> Dataset extract:
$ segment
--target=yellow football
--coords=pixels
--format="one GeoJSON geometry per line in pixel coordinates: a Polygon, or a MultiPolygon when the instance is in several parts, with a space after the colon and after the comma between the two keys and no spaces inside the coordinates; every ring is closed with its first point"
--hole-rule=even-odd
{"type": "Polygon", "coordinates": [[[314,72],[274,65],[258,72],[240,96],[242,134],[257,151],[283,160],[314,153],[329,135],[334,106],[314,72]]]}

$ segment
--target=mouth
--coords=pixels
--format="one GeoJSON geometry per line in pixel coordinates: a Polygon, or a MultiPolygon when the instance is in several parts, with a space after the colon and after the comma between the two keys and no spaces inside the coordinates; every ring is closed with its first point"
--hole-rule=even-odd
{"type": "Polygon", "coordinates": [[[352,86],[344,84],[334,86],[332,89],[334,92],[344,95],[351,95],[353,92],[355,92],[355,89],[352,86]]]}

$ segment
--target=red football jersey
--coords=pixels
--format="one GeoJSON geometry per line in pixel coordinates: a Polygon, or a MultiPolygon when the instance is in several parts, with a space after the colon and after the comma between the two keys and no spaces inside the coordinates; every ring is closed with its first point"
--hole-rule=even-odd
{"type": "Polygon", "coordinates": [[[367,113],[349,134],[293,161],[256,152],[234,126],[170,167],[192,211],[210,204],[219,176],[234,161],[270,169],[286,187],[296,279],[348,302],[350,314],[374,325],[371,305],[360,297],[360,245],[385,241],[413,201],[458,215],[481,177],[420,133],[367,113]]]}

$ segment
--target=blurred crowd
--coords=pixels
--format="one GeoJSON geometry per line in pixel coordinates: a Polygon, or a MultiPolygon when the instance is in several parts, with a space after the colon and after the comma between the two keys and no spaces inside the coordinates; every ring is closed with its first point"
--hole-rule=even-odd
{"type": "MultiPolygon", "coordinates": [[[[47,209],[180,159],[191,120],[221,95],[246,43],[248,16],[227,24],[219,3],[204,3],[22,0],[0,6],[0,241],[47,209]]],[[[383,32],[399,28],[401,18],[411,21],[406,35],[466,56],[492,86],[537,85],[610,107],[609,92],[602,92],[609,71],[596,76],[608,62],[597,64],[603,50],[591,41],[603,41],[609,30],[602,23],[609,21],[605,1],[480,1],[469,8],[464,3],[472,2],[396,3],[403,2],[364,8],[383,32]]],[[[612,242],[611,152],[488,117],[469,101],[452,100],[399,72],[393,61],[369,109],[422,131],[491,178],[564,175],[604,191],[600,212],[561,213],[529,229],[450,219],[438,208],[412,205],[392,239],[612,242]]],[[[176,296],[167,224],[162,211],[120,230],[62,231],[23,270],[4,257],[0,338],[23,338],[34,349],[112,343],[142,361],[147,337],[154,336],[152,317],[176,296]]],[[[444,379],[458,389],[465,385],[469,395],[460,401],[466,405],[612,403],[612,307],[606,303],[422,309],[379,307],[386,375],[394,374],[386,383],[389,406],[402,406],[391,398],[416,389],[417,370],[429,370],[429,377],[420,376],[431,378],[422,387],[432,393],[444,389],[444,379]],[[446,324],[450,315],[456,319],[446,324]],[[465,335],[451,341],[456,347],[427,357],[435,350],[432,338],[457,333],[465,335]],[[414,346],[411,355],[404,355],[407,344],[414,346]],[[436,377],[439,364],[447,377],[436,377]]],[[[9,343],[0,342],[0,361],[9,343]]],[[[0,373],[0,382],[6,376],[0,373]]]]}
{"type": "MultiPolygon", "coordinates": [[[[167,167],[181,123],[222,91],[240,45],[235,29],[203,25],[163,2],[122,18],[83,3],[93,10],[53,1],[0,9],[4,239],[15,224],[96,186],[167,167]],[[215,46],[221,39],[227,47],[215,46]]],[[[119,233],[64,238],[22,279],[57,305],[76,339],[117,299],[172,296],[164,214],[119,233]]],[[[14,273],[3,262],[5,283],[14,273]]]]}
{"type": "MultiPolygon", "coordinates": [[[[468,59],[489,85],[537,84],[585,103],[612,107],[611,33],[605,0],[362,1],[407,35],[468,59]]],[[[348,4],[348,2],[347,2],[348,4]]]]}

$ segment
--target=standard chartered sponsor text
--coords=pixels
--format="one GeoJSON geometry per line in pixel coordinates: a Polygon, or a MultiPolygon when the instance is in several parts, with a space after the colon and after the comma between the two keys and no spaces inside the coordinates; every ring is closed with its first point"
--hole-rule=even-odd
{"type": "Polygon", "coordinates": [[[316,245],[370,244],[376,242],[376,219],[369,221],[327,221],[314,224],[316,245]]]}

> Exercise aim: Each line of the material above should be restated word for word.

> Output:
$ segment
--target=yellow football
--coords=pixels
--format="one GeoJSON geometry per line in pixel coordinates: a Polygon, or a MultiPolygon when the instance is in several parts, with a space after the colon and after the comma between the two keys and no spaces inside the coordinates; every ring is closed with its first point"
--hole-rule=even-odd
{"type": "Polygon", "coordinates": [[[314,72],[274,65],[258,72],[240,96],[242,134],[257,151],[283,160],[314,153],[329,135],[334,106],[314,72]]]}

$ segment
--target=mouth
--coords=pixels
--format="one GeoJSON geometry per line in pixel coordinates: a Polygon, or a MultiPolygon when the instance is in several parts, with a space after the colon and after the comma between the two keys and no spaces inside the coordinates; every ring is closed with its first point"
--hole-rule=even-odd
{"type": "Polygon", "coordinates": [[[352,86],[344,84],[334,86],[332,89],[334,92],[344,95],[351,95],[353,92],[355,92],[355,89],[352,86]]]}

$ segment
--target=red football jersey
--coords=pixels
--format="one GeoJSON geometry per line in pixel coordinates: a Polygon, or a MultiPolygon when the instance is in several parts, with a space after the colon and after the comma between the two keys and no spaces inside the coordinates; every ring is closed with its first point"
--hole-rule=even-odd
{"type": "Polygon", "coordinates": [[[367,113],[349,134],[293,161],[256,152],[234,126],[170,167],[192,211],[210,204],[219,176],[234,161],[270,169],[286,187],[296,279],[348,302],[350,314],[374,325],[371,305],[360,297],[360,245],[385,241],[413,201],[458,215],[481,177],[420,133],[367,113]]]}

$ segment
--target=blurred crowd
--coords=pixels
--format="one GeoJSON geometry per line in pixel coordinates: a Polygon, or a MultiPolygon when the instance is in several parts, with a space after the colon and after the comma between the two keys and no spaces inside the coordinates; every ring is closed with its first point"
--hole-rule=even-odd
{"type": "MultiPolygon", "coordinates": [[[[47,209],[180,159],[191,120],[221,95],[246,43],[248,16],[227,24],[219,3],[204,3],[22,0],[0,6],[0,241],[47,209]]],[[[383,32],[399,28],[401,18],[411,21],[406,35],[466,56],[492,86],[537,85],[610,107],[609,92],[602,92],[609,71],[596,76],[608,62],[597,64],[603,50],[591,41],[603,41],[609,30],[602,23],[609,21],[605,1],[480,1],[469,8],[464,3],[472,2],[396,3],[403,2],[364,8],[383,32]]],[[[612,242],[611,152],[488,117],[469,101],[452,100],[399,72],[393,61],[369,109],[422,131],[491,178],[564,175],[604,191],[600,212],[561,213],[529,229],[450,219],[438,208],[412,205],[392,239],[612,242]]],[[[176,296],[167,224],[162,211],[120,230],[62,231],[23,270],[4,257],[0,338],[23,338],[34,349],[112,343],[142,361],[147,337],[154,336],[152,317],[176,296]]],[[[444,379],[458,389],[465,385],[469,395],[460,401],[466,405],[612,403],[612,307],[606,303],[422,309],[379,307],[386,375],[394,374],[386,383],[389,406],[402,406],[391,398],[416,389],[417,370],[429,370],[429,377],[420,376],[431,378],[422,387],[432,393],[444,389],[444,379]],[[446,324],[450,315],[456,319],[446,324]],[[465,335],[451,341],[456,347],[427,357],[435,350],[432,338],[457,333],[465,335]],[[414,346],[411,355],[404,355],[407,344],[414,346]],[[436,377],[439,364],[447,377],[436,377]]],[[[9,343],[0,342],[0,361],[9,343]]],[[[0,373],[0,382],[6,376],[0,373]]]]}
{"type": "MultiPolygon", "coordinates": [[[[167,167],[181,123],[222,91],[240,45],[235,29],[203,25],[163,2],[122,18],[83,3],[93,10],[53,1],[0,9],[4,239],[15,224],[96,186],[167,167]],[[215,46],[221,39],[227,47],[215,46]]],[[[119,233],[64,238],[22,279],[57,305],[76,339],[117,299],[172,296],[164,214],[119,233]]],[[[14,273],[3,262],[5,283],[14,273]]]]}
{"type": "MultiPolygon", "coordinates": [[[[468,59],[489,85],[537,84],[585,103],[612,107],[611,33],[605,0],[362,1],[407,35],[468,59]]],[[[348,4],[348,2],[347,2],[348,4]]]]}

$ segment
--target=standard chartered sponsor text
--coords=pixels
--format="one GeoJSON geometry per line in pixel coordinates: a Polygon, or a MultiPolygon when the instance is in several parts, with a space after the colon and after the comma between the two keys and no spaces inside the coordinates; every ring is closed with its first point"
--hole-rule=even-odd
{"type": "Polygon", "coordinates": [[[316,245],[370,244],[376,242],[376,219],[369,221],[327,221],[314,224],[316,245]]]}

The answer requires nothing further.